— Required work —
Could you transcribe every record below exactly, leaving out any pictures?

— Referring expression pointing data —
* * *

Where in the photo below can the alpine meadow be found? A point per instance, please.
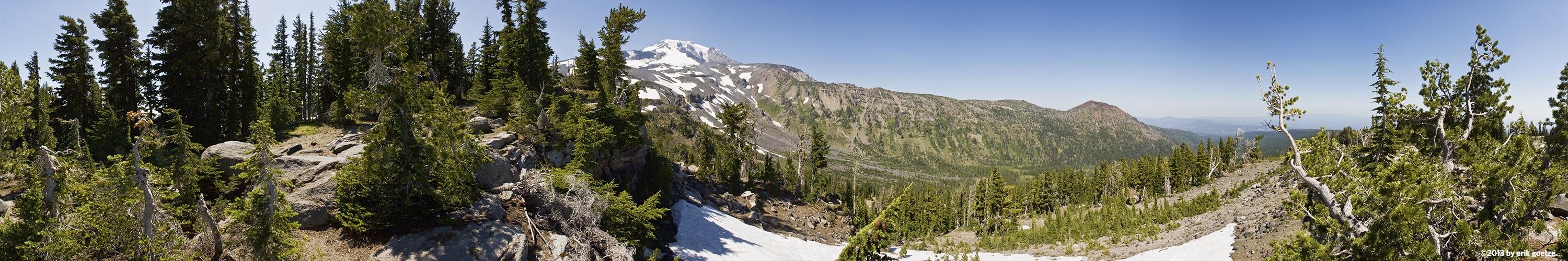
(596, 130)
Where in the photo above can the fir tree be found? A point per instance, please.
(124, 65)
(397, 180)
(43, 132)
(342, 63)
(1558, 138)
(79, 91)
(261, 215)
(1388, 109)
(207, 68)
(441, 48)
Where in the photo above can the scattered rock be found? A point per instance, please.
(316, 202)
(302, 169)
(487, 208)
(339, 147)
(352, 152)
(228, 155)
(1559, 205)
(557, 247)
(496, 172)
(499, 141)
(496, 124)
(557, 158)
(480, 124)
(292, 149)
(488, 241)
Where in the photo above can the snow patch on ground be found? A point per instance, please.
(1213, 247)
(711, 235)
(648, 93)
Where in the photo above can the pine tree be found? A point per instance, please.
(614, 35)
(207, 66)
(397, 180)
(281, 90)
(344, 66)
(879, 235)
(124, 65)
(1558, 139)
(184, 169)
(79, 91)
(441, 48)
(1388, 109)
(261, 215)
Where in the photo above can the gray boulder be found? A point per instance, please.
(488, 241)
(480, 124)
(352, 152)
(339, 147)
(291, 149)
(302, 169)
(499, 141)
(228, 155)
(487, 208)
(316, 202)
(1559, 205)
(496, 172)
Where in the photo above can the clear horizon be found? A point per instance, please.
(1148, 58)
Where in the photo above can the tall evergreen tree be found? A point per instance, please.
(43, 132)
(405, 175)
(344, 65)
(441, 49)
(79, 91)
(614, 35)
(264, 216)
(1388, 107)
(207, 66)
(120, 51)
(1558, 138)
(278, 94)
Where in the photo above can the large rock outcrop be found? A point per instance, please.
(487, 241)
(496, 172)
(228, 155)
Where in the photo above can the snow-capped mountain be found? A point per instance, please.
(690, 79)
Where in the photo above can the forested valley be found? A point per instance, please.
(382, 135)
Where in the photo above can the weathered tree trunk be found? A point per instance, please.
(1341, 211)
(48, 166)
(212, 227)
(148, 205)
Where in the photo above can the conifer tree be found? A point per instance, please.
(207, 66)
(344, 65)
(441, 48)
(405, 175)
(261, 215)
(877, 235)
(1558, 138)
(1388, 109)
(614, 35)
(120, 51)
(40, 118)
(79, 91)
(278, 96)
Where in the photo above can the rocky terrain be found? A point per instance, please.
(907, 133)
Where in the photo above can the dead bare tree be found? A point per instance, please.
(1280, 107)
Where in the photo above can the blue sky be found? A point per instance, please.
(1151, 58)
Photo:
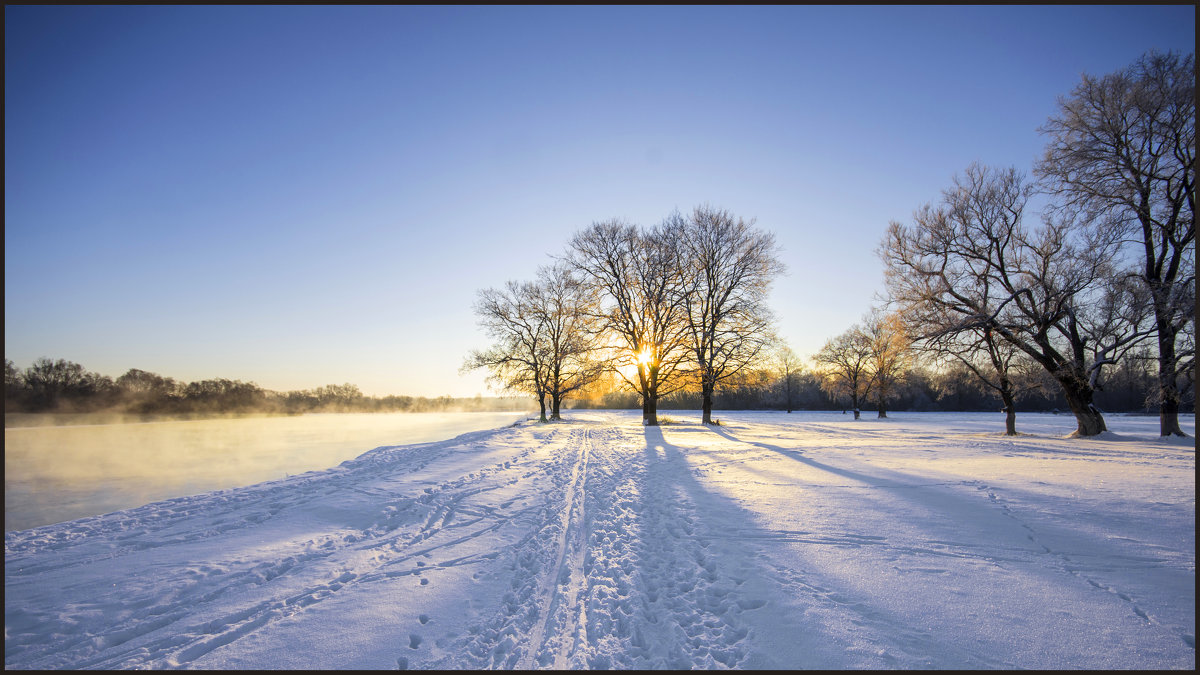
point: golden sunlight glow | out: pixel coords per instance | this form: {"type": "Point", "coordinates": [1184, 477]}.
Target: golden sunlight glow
{"type": "Point", "coordinates": [645, 357]}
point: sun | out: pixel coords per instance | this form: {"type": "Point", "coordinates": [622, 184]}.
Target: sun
{"type": "Point", "coordinates": [646, 356]}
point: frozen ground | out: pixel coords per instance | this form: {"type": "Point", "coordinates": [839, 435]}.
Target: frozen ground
{"type": "Point", "coordinates": [774, 541]}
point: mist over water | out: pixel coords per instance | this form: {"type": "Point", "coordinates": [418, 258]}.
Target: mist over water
{"type": "Point", "coordinates": [55, 473]}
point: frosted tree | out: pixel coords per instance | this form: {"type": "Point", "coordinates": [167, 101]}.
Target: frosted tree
{"type": "Point", "coordinates": [727, 266]}
{"type": "Point", "coordinates": [640, 279]}
{"type": "Point", "coordinates": [889, 354]}
{"type": "Point", "coordinates": [845, 366]}
{"type": "Point", "coordinates": [971, 263]}
{"type": "Point", "coordinates": [1123, 147]}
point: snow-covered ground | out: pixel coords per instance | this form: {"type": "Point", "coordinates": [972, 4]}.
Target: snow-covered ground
{"type": "Point", "coordinates": [773, 541]}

* * *

— Solved exercise —
Where in the photo below can the alpine meadow be found? A point per instance, please.
(596, 130)
Where in the photo above can the fir tree be found? A point per instance, please.
(124, 65)
(397, 180)
(43, 132)
(342, 63)
(1558, 138)
(79, 91)
(261, 215)
(1388, 109)
(207, 68)
(441, 48)
Where in the photo above can the scattered rock be found? A point per instance, please.
(316, 202)
(302, 169)
(487, 208)
(339, 147)
(352, 152)
(228, 155)
(1559, 205)
(557, 247)
(496, 172)
(499, 141)
(496, 124)
(557, 158)
(480, 124)
(292, 149)
(488, 241)
Where in the photo above can the snow patch on ground be found? A point per instance, please.
(1213, 247)
(711, 235)
(648, 93)
Where in the photo above can the pine tree be found? A point per instance, please.
(614, 35)
(207, 66)
(397, 180)
(281, 90)
(344, 66)
(879, 235)
(124, 65)
(1558, 139)
(184, 169)
(79, 91)
(441, 48)
(1388, 109)
(261, 215)
Where in the photo above can the gray boulder be found? A point per instance, please.
(488, 241)
(480, 124)
(352, 152)
(339, 147)
(291, 149)
(302, 169)
(499, 141)
(228, 155)
(487, 208)
(316, 202)
(1559, 205)
(496, 172)
Where in the photo above can the clear horizon be found? A point per instance, please.
(1148, 58)
Where in the photo above can the tall evergreen tree be found? A point per instance, please.
(43, 132)
(405, 175)
(344, 65)
(441, 49)
(79, 91)
(614, 35)
(264, 216)
(1388, 107)
(207, 66)
(120, 51)
(1558, 138)
(278, 94)
Where in the photo above can the large rock outcrop be found? A point per instance, please.
(487, 241)
(496, 172)
(228, 155)
Where in the photo above can the snow-capped mountain be found? A point per instance, please.
(690, 79)
Where in the photo above can the forested valley be found? A point per instance, please.
(382, 135)
Where in the photo above can the weathered tree trunk be found? A point per instance, please.
(1341, 211)
(48, 166)
(212, 227)
(148, 205)
Where in the photo above can the conifer tree be found? A point per instance, please.
(207, 66)
(344, 65)
(441, 48)
(405, 175)
(261, 215)
(877, 235)
(1558, 138)
(1388, 109)
(614, 35)
(120, 51)
(40, 118)
(79, 91)
(278, 96)
Where in the photo above can the rocky terrain be found? A point per instance, please.
(907, 133)
Where in the photo above can the dead bare tree be found? A point per instance, please.
(1280, 107)
Where in the photo above can the blue sky be found? A point per instance, please.
(1151, 58)
Photo:
point: golden sunlight glow | out: pixel coords per instance | this form: {"type": "Point", "coordinates": [1184, 477]}.
Target: golden sunlight glow
{"type": "Point", "coordinates": [645, 357]}
point: sun | out: pixel coords per instance | this form: {"type": "Point", "coordinates": [622, 184]}.
Target: sun
{"type": "Point", "coordinates": [646, 356]}
point: frozen ground | out: pixel coords per instance | this form: {"type": "Point", "coordinates": [839, 435]}.
Target: frozen ground
{"type": "Point", "coordinates": [774, 541]}
point: mist over water | out: pixel coords per instance | this form: {"type": "Point", "coordinates": [418, 258]}.
Target: mist over water
{"type": "Point", "coordinates": [55, 473]}
point: frosted tree | out: pixel coords per instance | this form: {"type": "Point", "coordinates": [167, 101]}.
Target: frosted tree
{"type": "Point", "coordinates": [727, 266]}
{"type": "Point", "coordinates": [640, 279]}
{"type": "Point", "coordinates": [889, 354]}
{"type": "Point", "coordinates": [845, 366]}
{"type": "Point", "coordinates": [971, 263]}
{"type": "Point", "coordinates": [1123, 147]}
point: snow-covered ground | out: pixel coords per instance | this form: {"type": "Point", "coordinates": [972, 4]}.
Target: snow-covered ground
{"type": "Point", "coordinates": [773, 541]}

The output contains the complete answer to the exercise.